--- START OF Material provided ---
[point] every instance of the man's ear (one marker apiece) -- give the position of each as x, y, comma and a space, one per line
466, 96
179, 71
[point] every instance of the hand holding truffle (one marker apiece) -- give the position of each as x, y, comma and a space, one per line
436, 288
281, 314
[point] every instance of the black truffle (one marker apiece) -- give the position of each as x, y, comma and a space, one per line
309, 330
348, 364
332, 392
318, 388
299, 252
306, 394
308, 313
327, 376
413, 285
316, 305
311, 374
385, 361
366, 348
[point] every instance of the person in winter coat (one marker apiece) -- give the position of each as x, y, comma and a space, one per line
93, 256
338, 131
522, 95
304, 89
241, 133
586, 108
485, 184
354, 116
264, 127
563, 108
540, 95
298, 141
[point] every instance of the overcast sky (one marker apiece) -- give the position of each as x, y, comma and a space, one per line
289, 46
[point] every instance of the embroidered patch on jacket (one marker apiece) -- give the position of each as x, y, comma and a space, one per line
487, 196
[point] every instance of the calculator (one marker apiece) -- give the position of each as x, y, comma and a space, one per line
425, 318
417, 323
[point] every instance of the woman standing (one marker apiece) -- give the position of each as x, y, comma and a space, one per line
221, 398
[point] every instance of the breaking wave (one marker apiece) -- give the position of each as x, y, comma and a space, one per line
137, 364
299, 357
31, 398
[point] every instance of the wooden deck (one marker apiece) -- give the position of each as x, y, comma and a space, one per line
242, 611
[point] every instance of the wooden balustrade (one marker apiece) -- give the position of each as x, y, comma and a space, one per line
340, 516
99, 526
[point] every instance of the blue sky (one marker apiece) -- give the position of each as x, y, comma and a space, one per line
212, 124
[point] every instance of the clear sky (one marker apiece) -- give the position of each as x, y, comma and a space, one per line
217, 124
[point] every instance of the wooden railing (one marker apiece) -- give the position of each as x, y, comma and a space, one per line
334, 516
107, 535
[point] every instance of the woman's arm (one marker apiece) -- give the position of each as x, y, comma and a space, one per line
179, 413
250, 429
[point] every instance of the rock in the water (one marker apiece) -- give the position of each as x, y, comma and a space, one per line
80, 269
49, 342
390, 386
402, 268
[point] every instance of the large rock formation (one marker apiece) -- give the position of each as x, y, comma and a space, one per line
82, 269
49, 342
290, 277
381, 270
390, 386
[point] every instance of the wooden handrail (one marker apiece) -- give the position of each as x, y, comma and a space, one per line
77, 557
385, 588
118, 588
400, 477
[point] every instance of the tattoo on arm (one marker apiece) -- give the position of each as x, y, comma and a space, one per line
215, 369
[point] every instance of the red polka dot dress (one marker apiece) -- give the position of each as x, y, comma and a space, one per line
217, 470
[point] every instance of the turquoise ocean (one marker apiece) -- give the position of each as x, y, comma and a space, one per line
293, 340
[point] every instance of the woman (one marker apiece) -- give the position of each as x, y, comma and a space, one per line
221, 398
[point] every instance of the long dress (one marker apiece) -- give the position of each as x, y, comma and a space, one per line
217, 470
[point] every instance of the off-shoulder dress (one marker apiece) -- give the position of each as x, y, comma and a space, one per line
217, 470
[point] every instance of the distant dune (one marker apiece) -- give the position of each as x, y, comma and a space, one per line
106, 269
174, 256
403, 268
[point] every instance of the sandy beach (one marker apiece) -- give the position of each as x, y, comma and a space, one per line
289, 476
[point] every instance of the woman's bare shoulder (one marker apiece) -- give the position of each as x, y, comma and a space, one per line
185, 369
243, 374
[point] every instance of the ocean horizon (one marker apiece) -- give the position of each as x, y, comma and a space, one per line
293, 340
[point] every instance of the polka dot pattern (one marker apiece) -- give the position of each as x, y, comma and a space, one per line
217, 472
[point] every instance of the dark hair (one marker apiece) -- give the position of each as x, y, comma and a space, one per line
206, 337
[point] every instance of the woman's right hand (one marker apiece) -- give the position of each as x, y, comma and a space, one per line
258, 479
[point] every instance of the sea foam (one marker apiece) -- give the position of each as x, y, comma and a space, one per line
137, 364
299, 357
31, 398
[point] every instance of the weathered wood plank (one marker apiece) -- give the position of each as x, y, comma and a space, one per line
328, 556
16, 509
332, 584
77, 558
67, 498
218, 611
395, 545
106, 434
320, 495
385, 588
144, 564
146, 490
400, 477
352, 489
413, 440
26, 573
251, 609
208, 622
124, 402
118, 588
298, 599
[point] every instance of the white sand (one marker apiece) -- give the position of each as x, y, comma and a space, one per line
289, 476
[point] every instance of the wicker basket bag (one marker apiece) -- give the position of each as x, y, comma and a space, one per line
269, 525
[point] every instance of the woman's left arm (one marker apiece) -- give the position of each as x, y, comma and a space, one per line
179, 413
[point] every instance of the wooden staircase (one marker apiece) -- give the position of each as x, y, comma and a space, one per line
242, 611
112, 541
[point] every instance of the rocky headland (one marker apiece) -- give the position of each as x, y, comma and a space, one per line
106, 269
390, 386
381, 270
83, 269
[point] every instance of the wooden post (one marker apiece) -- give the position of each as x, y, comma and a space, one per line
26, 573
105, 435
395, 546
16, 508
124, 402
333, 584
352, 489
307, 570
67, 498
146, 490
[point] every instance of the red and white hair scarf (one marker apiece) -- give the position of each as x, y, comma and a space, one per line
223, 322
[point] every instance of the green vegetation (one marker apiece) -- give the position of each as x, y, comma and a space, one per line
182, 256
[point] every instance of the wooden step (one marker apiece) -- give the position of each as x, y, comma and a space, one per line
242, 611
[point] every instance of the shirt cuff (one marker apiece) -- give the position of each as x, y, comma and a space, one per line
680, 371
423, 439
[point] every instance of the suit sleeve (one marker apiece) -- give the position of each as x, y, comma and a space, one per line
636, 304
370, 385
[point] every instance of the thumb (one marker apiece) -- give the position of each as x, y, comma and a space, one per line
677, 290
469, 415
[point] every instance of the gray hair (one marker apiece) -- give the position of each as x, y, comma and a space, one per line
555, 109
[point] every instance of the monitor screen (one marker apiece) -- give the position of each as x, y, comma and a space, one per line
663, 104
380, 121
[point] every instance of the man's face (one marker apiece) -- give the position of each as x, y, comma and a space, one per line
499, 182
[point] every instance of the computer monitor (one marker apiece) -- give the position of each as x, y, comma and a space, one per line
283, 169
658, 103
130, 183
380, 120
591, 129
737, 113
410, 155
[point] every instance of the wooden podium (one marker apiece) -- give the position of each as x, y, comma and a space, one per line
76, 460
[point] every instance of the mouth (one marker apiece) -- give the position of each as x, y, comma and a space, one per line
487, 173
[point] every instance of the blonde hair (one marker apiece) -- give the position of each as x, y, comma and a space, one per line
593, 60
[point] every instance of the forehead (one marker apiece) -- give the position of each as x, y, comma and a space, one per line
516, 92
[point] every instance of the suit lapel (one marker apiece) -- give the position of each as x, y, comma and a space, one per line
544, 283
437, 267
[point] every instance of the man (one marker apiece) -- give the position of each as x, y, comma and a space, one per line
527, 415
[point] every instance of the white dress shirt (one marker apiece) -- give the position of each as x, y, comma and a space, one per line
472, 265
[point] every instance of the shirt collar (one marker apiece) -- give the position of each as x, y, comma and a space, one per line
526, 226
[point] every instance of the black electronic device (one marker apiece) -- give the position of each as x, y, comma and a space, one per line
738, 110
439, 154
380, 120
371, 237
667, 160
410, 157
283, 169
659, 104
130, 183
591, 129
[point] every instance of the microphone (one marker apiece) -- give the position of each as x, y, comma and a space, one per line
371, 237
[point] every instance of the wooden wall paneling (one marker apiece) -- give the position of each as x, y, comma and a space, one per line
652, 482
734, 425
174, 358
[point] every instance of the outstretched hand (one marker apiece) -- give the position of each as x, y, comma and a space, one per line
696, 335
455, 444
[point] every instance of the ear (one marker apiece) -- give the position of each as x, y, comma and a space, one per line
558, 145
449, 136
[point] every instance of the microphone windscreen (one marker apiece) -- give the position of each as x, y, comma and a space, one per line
--- END OF Material provided ---
[Goal of the exercise]:
In the records above, locate the line that contains "[point] every instance of the white dress". Repeat it and every line after it, exactly, and nothing else.

[Final result]:
[point] every instance of the white dress shirt (one marker apiece) -- give the position of each as x, y, comma and a space, one per line
472, 265
[point] every instance of the shirt collar (one marker apiece) -- give the position of each as x, y, comma and a space, one per line
526, 226
[point] every instance of the black electronic device (one marker apiece) -- give the position of each as x, y, comma and a space, one per line
738, 110
439, 154
380, 120
371, 237
667, 160
410, 157
283, 169
659, 104
130, 183
591, 129
[point] every instance of the microphone (one marker apiece) -- give the position of each as x, y, comma and a space, one per line
371, 237
[point] every instance of the wooden wall paneling (one marker apiece) -- give the position of each as x, y, comma and a space, one per line
652, 482
734, 425
174, 358
[point] every instance of the outstretched hand (one marker apiece) -- give the position of each as x, y, comma and a space, one per line
696, 335
455, 444
[point] every instance of the ear (one marker apiece) -- give the position of each as x, y, comma and a space, one per line
558, 145
449, 136
[point] every instance of the microphone windscreen (one marker apiece) -- give the position of each as x, y, comma and a space, one per line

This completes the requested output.